Copy everything below word for word, from the line holding "Provide one point per instance of the stone canopy" down to the line holding "[(159, 325)]", including both of those lines. Leave the pictures out of your copy.

Coordinate annotation entries
# # # #
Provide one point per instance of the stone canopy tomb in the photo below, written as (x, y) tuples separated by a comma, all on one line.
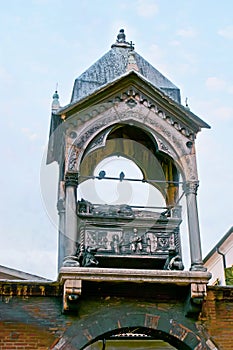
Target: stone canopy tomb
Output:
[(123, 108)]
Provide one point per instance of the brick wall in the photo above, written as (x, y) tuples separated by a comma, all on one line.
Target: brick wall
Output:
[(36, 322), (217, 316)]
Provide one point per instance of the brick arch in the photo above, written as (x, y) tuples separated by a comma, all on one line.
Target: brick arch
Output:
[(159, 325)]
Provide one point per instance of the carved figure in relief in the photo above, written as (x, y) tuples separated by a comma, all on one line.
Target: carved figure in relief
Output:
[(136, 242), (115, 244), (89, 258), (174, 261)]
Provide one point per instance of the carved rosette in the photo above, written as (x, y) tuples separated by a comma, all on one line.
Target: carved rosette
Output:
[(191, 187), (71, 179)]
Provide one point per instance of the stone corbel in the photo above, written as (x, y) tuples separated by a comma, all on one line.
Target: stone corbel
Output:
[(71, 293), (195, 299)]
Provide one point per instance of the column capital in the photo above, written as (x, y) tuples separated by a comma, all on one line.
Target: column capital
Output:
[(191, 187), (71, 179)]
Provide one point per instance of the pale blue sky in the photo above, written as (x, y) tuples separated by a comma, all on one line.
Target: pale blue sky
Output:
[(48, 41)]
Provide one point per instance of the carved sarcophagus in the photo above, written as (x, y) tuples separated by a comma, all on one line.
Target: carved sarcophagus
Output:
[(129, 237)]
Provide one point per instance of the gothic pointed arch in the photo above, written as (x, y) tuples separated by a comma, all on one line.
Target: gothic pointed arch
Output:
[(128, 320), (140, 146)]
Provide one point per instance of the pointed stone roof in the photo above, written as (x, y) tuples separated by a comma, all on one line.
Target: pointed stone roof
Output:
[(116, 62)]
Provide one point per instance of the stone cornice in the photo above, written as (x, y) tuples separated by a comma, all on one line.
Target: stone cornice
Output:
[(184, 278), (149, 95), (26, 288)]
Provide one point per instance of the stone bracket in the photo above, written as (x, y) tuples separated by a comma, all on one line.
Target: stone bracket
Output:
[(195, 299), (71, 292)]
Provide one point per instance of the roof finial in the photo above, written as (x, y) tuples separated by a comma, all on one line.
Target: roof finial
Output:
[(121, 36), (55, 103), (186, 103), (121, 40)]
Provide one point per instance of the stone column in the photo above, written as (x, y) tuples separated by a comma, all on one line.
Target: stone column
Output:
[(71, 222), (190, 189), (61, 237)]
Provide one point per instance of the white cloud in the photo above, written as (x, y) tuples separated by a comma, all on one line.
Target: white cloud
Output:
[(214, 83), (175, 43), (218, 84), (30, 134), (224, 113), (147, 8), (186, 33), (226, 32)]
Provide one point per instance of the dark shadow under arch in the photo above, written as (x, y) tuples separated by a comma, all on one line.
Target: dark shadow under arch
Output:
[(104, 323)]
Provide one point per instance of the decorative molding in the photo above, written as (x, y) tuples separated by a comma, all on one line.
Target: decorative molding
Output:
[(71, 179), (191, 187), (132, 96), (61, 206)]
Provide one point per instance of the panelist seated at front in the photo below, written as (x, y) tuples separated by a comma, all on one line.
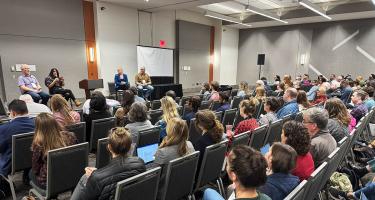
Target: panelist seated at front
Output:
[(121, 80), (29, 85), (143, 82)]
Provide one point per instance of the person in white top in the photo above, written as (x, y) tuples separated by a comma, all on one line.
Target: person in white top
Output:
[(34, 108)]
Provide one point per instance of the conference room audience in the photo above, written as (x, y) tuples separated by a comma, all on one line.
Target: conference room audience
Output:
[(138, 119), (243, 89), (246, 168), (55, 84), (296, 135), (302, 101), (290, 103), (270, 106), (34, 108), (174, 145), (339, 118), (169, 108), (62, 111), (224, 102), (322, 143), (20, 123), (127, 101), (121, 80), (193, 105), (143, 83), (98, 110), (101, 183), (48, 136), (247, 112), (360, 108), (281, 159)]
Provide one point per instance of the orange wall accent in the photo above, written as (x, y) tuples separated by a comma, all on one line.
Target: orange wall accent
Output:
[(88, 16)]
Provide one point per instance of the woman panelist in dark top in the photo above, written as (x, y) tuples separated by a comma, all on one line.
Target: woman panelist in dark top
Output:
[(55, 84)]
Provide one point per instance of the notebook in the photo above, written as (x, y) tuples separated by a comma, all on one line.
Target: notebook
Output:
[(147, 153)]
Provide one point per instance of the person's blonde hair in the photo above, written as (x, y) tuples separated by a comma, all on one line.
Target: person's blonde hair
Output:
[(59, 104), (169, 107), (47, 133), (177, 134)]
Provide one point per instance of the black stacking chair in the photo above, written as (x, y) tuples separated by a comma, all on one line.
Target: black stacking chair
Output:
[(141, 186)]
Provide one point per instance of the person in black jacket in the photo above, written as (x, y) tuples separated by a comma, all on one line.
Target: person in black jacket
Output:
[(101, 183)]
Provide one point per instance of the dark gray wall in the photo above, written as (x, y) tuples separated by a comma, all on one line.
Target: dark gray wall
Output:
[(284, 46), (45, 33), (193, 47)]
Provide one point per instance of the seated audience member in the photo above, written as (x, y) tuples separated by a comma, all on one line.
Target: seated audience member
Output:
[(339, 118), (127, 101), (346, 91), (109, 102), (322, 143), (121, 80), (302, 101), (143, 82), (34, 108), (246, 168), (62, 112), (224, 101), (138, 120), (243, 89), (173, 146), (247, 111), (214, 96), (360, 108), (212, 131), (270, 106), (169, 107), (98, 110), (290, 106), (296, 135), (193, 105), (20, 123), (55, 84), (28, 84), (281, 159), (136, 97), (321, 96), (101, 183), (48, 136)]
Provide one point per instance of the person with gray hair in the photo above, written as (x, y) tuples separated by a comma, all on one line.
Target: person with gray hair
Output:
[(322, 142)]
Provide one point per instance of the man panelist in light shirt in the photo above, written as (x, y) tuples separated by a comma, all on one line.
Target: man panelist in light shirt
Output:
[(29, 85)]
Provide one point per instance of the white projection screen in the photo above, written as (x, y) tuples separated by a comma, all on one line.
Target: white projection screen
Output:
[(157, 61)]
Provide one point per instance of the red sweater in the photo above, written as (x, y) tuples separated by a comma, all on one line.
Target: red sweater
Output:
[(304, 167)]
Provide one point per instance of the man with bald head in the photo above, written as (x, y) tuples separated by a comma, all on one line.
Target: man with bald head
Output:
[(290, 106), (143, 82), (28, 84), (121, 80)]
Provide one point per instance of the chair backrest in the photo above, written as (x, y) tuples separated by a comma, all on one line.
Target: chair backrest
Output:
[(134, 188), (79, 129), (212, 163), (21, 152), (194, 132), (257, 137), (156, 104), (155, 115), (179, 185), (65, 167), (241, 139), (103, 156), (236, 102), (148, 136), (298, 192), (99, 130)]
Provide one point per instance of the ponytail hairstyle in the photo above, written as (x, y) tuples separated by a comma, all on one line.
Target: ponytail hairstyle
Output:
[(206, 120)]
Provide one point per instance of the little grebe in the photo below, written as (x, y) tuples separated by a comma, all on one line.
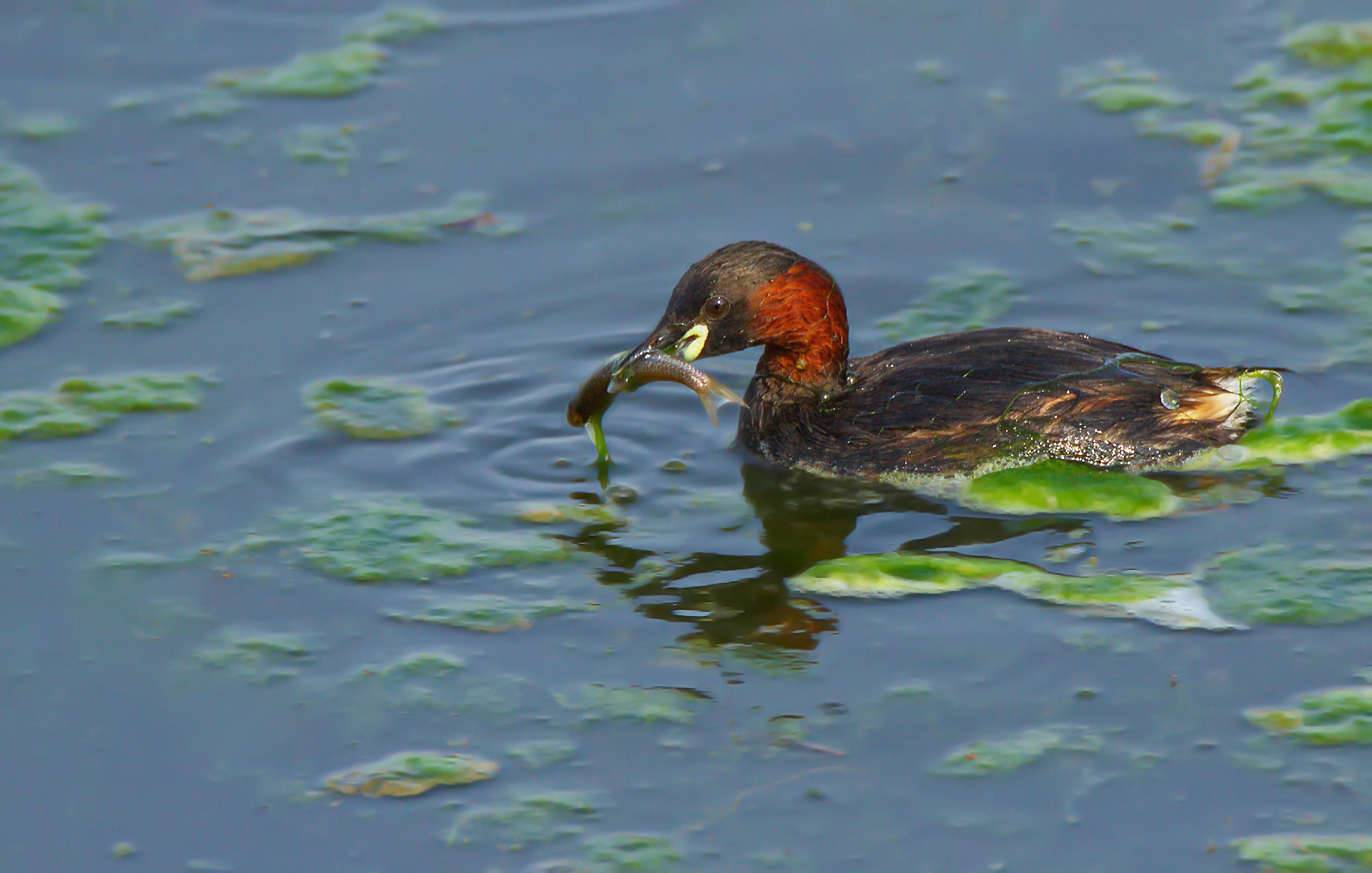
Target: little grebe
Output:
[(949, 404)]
# # # #
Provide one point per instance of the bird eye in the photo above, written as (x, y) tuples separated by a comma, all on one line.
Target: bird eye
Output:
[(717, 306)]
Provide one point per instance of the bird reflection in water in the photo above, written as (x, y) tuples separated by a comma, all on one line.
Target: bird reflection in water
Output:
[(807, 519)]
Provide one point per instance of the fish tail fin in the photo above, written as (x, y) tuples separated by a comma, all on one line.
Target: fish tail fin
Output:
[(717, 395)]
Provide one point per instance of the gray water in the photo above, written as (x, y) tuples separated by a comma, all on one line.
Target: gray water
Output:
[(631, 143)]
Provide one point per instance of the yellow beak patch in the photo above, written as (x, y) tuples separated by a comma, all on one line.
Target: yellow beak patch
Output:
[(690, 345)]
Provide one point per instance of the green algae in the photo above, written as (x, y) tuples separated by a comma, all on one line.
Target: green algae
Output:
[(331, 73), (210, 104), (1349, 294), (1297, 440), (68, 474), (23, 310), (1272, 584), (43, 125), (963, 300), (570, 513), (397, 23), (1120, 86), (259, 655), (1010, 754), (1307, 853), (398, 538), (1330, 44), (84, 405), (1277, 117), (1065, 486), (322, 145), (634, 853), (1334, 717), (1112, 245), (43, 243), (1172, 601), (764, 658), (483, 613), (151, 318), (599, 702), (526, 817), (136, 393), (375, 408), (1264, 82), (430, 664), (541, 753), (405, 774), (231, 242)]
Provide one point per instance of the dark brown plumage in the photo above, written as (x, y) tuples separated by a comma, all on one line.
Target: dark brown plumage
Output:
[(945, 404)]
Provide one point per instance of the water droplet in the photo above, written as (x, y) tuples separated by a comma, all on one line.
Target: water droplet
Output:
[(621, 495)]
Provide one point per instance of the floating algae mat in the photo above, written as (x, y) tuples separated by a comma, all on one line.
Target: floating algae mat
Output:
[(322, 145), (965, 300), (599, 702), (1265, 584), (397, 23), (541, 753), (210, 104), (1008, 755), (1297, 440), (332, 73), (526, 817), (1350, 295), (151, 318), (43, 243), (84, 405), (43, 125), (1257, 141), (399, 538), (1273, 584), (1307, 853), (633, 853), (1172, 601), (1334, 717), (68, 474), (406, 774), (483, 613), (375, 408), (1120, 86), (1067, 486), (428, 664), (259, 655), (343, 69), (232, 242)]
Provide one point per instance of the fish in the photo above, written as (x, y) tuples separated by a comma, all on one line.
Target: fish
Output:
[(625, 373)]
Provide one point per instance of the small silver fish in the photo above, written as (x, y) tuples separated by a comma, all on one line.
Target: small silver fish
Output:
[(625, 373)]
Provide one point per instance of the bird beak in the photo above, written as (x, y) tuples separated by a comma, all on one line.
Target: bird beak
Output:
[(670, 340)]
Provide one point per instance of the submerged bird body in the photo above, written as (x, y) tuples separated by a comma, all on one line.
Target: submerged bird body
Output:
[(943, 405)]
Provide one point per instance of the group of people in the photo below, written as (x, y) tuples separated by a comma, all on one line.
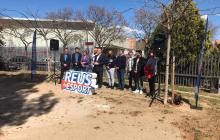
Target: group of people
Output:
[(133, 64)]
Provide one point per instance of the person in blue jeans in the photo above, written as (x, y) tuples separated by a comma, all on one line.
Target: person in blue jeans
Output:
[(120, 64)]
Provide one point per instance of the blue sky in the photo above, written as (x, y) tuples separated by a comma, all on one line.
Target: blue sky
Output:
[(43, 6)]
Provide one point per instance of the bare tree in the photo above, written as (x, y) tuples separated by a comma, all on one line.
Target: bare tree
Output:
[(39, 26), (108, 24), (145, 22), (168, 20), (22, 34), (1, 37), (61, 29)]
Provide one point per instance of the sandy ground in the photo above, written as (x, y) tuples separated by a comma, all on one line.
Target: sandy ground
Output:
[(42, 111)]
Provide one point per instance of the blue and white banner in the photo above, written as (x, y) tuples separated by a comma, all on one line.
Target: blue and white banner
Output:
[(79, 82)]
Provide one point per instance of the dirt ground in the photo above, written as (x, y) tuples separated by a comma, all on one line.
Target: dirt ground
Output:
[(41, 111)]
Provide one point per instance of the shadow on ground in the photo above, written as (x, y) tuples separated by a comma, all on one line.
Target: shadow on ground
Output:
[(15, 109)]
# # # #
** Solution for this exercise **
Provide one point per instance of the stone canopy tomb in the photo below, written as (x, y) tuples separated by a comma, all on one line.
Target: stone canopy tomb
Output:
[(123, 108)]
Provide one point per instance of the brick wall in the photo above, written as (x, y) tuples separated by a comma, all on one line.
Target: brick wall
Output:
[(36, 322), (217, 316)]
Provide one point per instance of the brick arch in the photo above, written as (x, y) tuples separated by a comma, all on one line.
Target: brick arch
Output:
[(159, 325)]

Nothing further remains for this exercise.